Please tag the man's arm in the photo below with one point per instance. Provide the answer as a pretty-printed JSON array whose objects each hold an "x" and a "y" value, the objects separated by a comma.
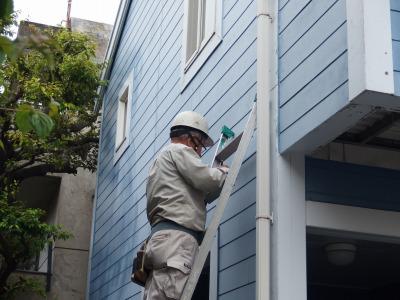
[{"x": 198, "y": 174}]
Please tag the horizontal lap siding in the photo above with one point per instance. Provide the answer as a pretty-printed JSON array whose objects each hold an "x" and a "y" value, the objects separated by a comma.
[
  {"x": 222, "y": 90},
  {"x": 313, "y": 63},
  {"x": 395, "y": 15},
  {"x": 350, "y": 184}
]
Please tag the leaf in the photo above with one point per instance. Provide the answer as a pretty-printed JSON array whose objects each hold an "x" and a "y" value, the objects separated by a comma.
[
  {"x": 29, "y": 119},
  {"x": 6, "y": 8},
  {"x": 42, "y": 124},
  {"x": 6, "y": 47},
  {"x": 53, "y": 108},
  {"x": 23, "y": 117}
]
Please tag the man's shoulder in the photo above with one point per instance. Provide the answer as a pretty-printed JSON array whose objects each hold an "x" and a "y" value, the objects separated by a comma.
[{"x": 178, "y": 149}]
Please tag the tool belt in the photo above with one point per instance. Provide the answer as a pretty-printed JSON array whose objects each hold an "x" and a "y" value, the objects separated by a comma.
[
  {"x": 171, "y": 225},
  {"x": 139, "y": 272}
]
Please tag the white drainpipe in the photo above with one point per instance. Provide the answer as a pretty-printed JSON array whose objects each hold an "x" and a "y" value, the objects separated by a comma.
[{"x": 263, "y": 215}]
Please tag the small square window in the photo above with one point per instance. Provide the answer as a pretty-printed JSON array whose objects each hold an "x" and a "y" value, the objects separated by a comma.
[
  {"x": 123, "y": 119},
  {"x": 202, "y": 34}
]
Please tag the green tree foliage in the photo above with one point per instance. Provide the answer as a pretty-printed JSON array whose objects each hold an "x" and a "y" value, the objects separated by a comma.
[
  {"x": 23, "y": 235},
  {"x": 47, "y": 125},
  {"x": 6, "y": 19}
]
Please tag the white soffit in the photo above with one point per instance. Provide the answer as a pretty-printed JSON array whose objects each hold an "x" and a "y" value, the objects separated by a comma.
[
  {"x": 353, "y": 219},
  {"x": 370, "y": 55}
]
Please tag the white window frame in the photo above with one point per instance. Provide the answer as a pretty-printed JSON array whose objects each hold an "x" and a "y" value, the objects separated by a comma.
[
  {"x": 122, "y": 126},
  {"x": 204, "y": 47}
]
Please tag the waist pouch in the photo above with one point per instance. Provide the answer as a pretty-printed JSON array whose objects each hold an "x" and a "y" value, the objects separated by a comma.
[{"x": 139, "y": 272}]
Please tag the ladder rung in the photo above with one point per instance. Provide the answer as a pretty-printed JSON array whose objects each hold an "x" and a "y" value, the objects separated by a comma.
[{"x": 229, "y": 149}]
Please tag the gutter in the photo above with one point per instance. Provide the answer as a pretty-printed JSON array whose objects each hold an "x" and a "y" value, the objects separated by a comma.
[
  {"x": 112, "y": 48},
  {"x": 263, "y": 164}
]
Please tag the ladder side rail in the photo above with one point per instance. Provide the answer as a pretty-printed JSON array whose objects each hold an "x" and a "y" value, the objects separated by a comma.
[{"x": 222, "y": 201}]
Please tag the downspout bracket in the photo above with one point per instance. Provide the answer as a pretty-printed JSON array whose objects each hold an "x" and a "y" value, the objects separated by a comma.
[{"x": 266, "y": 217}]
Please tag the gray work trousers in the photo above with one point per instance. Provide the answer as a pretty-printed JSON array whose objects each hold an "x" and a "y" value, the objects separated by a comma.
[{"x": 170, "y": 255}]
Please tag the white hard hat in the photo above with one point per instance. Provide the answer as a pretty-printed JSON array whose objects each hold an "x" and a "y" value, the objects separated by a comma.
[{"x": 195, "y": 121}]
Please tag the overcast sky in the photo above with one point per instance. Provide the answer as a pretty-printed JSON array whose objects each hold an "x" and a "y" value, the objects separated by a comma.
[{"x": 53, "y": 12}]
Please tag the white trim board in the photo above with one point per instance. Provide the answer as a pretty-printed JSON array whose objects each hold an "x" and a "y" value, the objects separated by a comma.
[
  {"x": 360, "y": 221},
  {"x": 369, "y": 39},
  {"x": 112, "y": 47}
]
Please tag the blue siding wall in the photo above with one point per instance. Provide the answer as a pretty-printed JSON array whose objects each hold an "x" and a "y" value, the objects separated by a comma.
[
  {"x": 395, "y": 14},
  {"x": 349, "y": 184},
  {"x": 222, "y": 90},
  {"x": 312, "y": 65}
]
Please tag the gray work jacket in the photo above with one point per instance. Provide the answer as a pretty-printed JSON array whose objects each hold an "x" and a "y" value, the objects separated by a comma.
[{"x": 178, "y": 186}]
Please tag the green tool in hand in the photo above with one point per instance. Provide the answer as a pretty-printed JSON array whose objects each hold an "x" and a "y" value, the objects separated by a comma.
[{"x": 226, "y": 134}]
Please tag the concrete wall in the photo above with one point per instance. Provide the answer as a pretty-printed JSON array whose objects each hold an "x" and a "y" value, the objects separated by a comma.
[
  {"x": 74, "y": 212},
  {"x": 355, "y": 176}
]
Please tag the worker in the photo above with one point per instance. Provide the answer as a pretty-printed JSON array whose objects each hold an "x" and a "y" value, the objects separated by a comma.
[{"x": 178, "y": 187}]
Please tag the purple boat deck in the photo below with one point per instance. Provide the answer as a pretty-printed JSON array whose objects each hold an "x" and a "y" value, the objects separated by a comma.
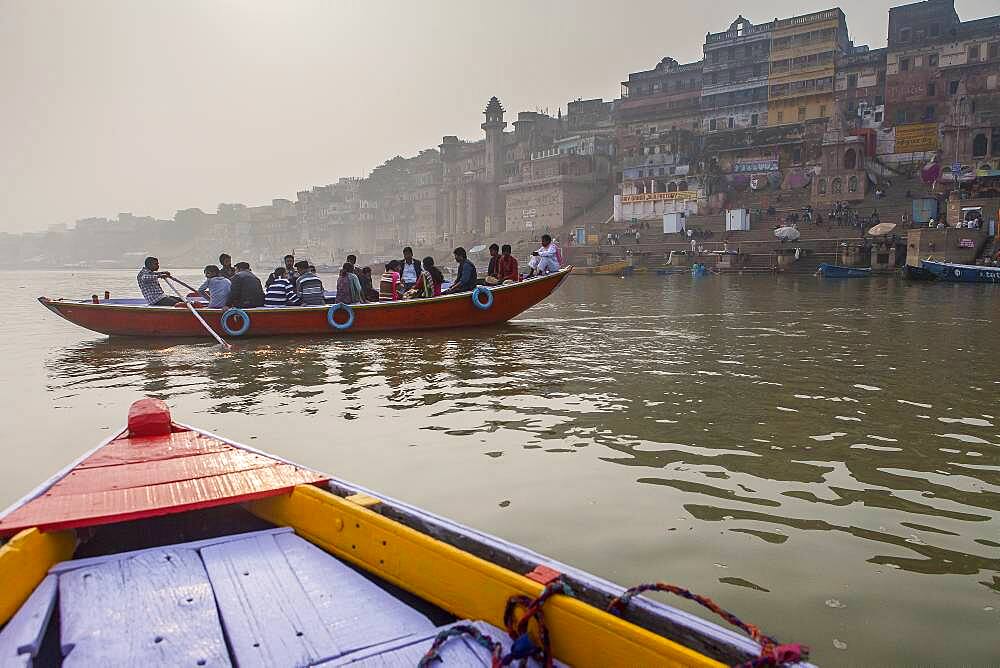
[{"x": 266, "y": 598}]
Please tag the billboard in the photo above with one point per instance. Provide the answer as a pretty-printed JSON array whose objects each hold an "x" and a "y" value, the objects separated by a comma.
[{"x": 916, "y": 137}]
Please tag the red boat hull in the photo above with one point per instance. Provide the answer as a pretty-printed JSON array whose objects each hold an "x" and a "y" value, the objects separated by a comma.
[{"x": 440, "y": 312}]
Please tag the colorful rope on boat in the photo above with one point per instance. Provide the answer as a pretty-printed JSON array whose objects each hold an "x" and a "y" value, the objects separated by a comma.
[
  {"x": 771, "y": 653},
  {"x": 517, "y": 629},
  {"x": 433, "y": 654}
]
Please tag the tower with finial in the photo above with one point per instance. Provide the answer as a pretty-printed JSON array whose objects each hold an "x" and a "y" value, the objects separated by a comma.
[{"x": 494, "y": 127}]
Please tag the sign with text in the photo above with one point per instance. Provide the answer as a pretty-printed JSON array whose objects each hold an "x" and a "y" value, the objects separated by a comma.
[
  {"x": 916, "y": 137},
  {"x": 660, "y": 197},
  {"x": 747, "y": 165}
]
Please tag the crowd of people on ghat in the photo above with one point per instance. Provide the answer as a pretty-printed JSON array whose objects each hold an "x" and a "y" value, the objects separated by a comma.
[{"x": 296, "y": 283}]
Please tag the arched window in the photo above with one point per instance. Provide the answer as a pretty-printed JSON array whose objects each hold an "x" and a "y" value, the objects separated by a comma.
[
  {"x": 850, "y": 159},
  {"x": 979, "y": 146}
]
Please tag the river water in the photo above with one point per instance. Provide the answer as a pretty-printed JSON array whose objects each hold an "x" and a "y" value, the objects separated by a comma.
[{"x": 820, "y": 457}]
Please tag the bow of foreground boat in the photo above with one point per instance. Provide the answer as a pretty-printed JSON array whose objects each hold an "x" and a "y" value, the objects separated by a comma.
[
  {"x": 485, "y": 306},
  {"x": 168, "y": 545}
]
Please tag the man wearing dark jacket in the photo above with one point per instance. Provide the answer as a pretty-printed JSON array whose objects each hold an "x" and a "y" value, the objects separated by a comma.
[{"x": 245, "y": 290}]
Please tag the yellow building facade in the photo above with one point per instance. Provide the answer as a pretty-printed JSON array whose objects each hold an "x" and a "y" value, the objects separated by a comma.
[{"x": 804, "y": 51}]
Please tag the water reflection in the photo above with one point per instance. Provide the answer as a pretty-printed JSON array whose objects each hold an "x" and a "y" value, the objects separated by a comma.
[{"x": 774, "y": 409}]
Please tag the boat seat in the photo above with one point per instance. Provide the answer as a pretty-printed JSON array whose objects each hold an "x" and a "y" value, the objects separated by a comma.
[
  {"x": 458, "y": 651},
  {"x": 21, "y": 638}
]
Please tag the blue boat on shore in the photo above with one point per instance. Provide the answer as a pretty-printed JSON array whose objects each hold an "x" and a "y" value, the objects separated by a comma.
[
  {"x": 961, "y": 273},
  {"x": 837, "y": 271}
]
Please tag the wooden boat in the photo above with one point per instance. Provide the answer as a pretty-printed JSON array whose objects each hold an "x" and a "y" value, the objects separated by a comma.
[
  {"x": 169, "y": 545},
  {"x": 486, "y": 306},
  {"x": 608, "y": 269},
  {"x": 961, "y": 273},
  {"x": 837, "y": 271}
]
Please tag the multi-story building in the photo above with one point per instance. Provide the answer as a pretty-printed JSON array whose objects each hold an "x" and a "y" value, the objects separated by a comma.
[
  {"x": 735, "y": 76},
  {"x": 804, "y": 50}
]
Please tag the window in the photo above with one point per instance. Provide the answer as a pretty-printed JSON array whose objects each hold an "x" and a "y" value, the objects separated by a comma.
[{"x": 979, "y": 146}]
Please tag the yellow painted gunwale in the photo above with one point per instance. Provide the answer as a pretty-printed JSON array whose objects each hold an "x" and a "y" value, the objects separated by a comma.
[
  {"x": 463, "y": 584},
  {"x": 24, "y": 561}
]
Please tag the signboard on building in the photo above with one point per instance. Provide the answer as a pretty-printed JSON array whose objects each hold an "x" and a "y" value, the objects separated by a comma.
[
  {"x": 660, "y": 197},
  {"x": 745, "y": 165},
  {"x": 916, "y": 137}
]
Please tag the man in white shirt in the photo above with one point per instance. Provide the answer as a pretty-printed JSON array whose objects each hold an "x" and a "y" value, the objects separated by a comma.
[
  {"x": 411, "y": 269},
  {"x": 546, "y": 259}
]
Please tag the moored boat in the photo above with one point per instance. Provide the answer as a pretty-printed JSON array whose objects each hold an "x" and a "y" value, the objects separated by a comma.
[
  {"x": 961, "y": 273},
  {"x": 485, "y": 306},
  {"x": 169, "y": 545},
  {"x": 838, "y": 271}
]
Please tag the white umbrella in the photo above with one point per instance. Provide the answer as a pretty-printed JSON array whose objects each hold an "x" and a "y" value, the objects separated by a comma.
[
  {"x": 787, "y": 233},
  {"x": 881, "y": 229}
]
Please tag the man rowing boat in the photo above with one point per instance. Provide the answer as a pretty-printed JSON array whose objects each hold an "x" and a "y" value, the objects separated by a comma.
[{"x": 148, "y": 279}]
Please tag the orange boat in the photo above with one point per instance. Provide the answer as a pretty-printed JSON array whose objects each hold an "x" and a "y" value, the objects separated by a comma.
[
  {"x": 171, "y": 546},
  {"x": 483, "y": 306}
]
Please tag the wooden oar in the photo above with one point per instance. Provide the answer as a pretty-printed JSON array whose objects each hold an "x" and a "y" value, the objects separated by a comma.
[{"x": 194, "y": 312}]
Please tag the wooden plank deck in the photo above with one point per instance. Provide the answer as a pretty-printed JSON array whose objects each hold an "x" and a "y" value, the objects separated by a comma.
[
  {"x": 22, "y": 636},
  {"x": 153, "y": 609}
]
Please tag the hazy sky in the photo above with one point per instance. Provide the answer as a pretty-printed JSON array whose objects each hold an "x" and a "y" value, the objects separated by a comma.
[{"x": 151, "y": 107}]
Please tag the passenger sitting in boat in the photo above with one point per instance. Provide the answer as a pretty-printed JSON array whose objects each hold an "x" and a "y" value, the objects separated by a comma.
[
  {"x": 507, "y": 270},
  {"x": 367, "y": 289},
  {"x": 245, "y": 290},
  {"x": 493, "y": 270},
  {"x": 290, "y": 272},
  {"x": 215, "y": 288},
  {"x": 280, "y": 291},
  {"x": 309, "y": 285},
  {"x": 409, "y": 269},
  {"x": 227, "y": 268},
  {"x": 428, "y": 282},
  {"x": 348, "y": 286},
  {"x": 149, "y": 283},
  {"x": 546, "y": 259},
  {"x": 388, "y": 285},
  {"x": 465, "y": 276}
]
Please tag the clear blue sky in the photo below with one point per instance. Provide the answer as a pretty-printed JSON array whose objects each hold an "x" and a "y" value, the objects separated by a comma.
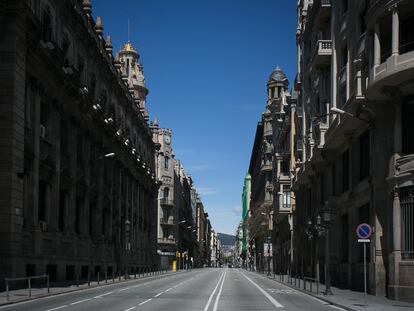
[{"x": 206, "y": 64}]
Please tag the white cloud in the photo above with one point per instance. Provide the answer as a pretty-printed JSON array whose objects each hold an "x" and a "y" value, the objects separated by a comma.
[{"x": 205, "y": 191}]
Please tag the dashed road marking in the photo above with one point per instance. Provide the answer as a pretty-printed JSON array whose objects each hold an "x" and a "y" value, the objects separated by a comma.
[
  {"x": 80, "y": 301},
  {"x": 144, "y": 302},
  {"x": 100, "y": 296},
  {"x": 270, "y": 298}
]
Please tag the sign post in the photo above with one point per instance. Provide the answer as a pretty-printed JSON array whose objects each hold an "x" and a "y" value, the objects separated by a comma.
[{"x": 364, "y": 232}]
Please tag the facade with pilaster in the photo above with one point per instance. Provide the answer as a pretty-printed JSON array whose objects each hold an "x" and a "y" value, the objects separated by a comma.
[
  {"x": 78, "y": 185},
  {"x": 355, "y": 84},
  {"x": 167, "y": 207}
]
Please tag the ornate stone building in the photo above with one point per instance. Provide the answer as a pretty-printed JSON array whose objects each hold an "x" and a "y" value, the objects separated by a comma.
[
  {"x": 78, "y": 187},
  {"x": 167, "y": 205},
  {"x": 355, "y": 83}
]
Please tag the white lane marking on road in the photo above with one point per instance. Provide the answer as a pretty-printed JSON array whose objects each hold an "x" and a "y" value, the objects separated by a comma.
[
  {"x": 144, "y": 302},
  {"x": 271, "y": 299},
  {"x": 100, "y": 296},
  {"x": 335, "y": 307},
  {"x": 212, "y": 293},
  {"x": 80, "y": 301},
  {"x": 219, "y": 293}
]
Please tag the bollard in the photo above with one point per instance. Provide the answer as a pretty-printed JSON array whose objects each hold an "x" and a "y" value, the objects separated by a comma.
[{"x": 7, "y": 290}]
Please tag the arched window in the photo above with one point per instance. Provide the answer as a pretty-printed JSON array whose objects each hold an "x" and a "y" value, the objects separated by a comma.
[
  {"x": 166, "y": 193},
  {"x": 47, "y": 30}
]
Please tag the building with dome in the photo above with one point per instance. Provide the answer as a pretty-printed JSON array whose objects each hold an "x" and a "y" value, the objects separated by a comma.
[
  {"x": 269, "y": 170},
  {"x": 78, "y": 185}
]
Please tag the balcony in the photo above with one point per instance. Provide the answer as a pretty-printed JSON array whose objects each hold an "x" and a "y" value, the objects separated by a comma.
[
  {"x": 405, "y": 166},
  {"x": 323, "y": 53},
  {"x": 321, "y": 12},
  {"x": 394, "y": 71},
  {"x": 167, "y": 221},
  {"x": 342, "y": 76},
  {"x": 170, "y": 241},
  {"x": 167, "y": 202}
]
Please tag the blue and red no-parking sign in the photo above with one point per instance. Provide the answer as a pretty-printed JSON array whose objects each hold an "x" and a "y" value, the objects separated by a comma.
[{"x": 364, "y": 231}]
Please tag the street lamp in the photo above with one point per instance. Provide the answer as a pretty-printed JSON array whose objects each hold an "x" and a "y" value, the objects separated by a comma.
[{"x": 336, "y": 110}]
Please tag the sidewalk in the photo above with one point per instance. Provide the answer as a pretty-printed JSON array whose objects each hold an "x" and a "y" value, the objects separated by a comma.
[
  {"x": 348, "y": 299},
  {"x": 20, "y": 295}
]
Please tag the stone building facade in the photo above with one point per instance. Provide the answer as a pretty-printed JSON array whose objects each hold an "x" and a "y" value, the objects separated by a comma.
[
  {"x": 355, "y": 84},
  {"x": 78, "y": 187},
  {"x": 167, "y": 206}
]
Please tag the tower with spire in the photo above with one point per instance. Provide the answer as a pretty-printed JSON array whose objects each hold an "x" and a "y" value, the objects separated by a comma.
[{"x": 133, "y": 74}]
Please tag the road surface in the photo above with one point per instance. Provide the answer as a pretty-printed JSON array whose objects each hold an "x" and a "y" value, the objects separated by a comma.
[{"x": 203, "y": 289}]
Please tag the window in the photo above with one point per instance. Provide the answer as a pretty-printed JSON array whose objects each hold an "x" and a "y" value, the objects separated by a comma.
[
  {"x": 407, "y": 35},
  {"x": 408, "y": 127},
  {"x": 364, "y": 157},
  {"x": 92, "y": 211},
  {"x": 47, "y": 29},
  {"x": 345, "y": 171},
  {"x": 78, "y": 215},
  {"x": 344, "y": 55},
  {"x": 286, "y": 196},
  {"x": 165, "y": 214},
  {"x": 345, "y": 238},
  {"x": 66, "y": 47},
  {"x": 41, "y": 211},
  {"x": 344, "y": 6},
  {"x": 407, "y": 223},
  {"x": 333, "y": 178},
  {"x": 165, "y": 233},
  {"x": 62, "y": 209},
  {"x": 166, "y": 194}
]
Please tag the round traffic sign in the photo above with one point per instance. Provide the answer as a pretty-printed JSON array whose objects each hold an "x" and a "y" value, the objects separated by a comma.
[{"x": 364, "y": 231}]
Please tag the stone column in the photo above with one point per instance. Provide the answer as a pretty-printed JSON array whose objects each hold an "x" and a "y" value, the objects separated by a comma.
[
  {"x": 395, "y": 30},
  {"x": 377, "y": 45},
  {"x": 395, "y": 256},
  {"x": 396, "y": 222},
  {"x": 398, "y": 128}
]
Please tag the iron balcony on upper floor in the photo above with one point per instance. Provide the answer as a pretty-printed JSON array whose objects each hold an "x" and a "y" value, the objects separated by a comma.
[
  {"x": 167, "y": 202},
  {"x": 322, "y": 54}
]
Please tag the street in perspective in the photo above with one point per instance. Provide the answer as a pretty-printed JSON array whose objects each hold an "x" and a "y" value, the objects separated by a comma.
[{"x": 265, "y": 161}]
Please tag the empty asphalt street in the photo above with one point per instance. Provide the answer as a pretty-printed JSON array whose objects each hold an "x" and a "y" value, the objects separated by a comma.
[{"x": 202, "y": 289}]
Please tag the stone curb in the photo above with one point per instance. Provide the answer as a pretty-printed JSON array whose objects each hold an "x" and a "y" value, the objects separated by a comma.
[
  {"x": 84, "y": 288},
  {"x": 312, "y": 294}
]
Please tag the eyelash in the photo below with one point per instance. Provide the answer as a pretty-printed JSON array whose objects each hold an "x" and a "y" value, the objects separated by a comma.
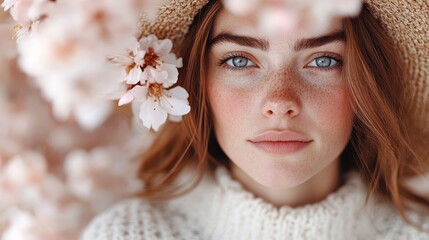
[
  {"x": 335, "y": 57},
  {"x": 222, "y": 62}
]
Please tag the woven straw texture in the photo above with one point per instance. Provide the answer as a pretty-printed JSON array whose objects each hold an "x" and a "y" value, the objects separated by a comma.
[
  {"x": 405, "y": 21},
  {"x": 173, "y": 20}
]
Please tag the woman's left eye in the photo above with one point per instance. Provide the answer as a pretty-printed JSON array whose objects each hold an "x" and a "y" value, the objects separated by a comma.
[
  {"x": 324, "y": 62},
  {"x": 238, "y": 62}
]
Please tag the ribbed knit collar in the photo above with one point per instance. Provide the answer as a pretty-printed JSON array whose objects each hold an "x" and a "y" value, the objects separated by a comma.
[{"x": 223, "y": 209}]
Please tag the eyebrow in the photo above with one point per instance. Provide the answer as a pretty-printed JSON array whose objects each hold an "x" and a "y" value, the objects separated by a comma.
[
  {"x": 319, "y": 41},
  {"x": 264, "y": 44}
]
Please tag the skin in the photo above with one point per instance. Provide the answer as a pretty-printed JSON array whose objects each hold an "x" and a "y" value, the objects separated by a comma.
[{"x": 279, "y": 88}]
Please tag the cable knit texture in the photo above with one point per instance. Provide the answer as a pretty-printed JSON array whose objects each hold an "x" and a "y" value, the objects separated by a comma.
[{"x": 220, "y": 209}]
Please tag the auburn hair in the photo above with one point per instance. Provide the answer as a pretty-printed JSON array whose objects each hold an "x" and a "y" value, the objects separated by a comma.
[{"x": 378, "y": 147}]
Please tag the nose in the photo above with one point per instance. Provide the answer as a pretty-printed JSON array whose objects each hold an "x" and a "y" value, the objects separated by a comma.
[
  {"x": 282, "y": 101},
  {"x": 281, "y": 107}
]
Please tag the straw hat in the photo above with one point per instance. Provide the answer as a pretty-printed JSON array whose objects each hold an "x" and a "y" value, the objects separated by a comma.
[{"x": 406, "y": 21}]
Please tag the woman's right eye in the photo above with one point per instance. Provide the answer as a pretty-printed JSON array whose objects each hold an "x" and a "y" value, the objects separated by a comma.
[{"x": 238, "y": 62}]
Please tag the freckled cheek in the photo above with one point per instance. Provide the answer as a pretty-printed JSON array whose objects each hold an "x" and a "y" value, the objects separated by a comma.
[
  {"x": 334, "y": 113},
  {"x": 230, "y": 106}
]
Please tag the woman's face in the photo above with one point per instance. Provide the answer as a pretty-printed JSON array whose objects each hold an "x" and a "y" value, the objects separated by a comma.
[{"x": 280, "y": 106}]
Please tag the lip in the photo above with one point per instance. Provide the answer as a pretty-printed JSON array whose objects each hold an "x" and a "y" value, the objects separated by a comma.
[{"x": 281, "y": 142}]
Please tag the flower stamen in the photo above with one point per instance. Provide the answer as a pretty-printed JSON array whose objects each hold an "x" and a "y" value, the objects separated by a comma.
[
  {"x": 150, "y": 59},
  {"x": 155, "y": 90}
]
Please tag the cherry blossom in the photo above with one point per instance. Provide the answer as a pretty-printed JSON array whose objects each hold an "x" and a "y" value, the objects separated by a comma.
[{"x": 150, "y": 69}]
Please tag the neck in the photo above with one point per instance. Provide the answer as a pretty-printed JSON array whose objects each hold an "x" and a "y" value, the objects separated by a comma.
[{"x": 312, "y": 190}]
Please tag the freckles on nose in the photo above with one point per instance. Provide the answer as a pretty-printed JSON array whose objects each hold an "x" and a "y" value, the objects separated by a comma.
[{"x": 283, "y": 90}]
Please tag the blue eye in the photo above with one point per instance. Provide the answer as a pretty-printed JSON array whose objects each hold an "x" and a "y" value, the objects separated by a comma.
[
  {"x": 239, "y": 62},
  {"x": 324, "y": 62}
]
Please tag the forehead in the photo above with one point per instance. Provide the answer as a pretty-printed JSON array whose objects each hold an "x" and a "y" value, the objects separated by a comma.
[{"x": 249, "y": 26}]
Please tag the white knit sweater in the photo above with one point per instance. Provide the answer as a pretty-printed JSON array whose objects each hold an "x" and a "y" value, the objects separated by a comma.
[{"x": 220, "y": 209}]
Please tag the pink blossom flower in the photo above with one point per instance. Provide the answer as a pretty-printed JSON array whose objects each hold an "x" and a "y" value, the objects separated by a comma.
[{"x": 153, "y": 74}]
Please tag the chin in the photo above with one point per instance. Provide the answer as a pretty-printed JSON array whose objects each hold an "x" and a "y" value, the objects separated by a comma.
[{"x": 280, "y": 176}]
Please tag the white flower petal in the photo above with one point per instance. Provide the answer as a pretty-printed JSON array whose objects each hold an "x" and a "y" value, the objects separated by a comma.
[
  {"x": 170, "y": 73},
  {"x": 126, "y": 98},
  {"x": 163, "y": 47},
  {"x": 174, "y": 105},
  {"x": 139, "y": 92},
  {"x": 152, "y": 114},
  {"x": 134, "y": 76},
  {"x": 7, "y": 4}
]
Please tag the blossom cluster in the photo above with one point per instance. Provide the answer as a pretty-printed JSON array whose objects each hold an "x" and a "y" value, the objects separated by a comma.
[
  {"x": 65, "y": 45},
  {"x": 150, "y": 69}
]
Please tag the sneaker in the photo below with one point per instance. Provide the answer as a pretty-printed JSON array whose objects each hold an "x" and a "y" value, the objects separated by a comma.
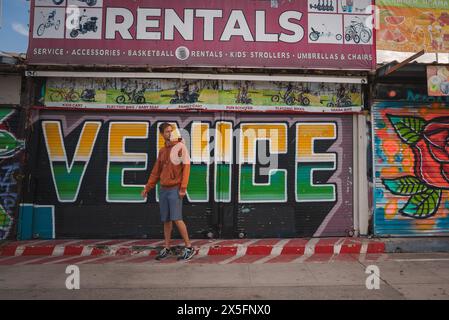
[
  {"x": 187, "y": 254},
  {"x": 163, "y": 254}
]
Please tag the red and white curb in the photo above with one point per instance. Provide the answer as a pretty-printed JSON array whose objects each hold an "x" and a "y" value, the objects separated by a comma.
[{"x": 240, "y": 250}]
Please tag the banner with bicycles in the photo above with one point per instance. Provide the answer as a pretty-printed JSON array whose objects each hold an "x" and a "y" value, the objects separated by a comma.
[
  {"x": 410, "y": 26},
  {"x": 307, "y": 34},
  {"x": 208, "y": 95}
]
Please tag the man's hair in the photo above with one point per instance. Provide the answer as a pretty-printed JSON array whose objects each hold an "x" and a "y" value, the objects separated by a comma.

- - - - - - -

▶ **Challenge**: Reproduce nothing but the lines that run from the line containing "Please tag the chin" through the last line of the records, inclusive. Omit the pictures.

▶ **Output of the task**:
Please tag the chin in the photo above with one point per instance. Provide the answer as a pretty-printed JSON array whose objects each hold an "x" and a "y" value, the objects separated by a comma.
[{"x": 280, "y": 176}]
Please tag the white flower petal in the photo above with one point per instance. Provide the answer as a pretty-printed JSON array whose objects each hold an "x" and a "y" value, the objects separated by a comma.
[
  {"x": 170, "y": 73},
  {"x": 126, "y": 98},
  {"x": 163, "y": 47},
  {"x": 174, "y": 105},
  {"x": 139, "y": 92},
  {"x": 152, "y": 114},
  {"x": 134, "y": 76},
  {"x": 7, "y": 4}
]
Please tag the blossom cluster in the photo above with one point per instance. Provide the answer as a pretty-printed JSON array whose objects each hold an "x" and a "y" value, the objects separated by a comma.
[
  {"x": 65, "y": 45},
  {"x": 150, "y": 69}
]
Please tag the sneaker in the photo below with one point per instance. Provide the answer as a pretty-printed JSON array whose objects each hold an "x" and a "y" value, the objects separated by a comma.
[
  {"x": 187, "y": 254},
  {"x": 163, "y": 254}
]
Please tag the red and white curb in the photo above with one point per instance. Provide the answer as a pretty-printed JSON array whose objects each hold an "x" and a "y" value, the objects separated by a comma.
[{"x": 240, "y": 250}]
Please tag the banner with bicycles in the photo above with one point per instance. Provide the answer as a pretty-printed JSON array whose objects each hold an "x" and a "y" value, the objects separated by a comma.
[
  {"x": 410, "y": 26},
  {"x": 307, "y": 34},
  {"x": 208, "y": 95}
]
Please tag the man's hair in the photo above with one point per instance. Provide the answer as a pretty-printed JSON array whose objects each hold an "x" and a "y" value, the objects separated by a comma.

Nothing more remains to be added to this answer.